§ **Given records**

-.-.-

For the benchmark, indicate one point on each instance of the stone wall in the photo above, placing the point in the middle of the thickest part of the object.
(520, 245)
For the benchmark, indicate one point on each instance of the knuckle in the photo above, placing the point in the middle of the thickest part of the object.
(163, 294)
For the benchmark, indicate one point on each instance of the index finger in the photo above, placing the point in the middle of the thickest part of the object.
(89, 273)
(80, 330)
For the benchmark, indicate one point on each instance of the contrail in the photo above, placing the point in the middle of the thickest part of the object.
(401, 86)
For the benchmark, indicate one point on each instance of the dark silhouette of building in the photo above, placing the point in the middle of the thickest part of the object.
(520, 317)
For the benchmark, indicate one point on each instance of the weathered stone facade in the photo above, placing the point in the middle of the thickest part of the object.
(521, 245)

-.-.-

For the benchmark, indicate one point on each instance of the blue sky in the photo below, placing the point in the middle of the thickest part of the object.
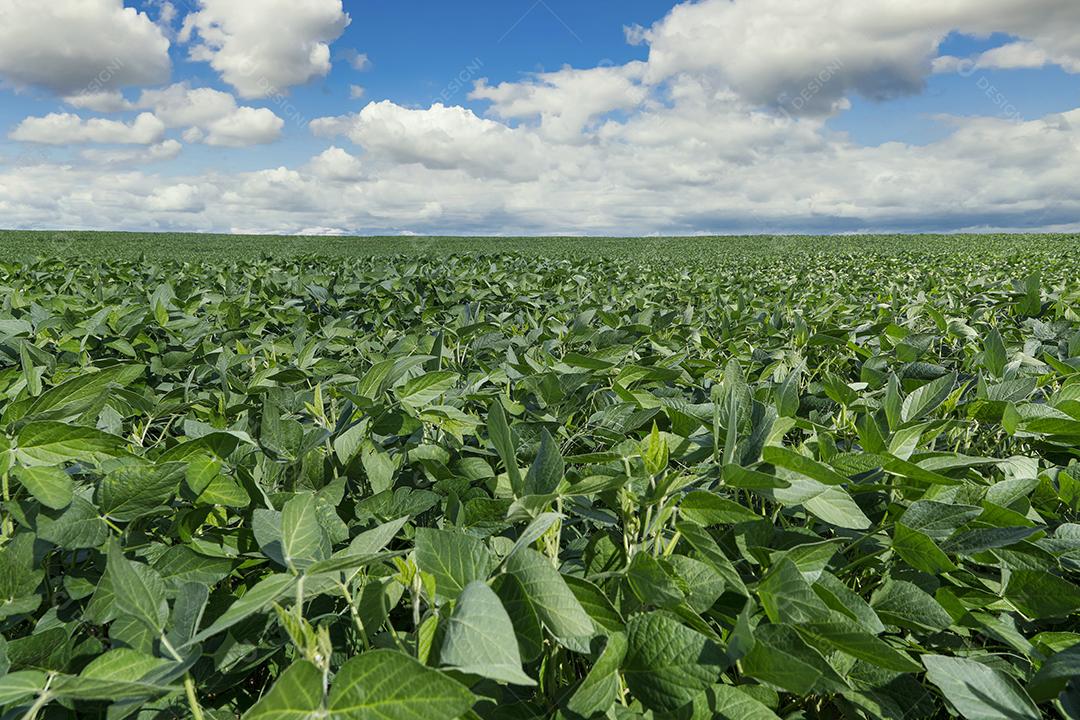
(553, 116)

-.-.-

§ **Your task**
How many lines of the records contain the word "stone"? Reply with the number alone.

§ **Task answer**
2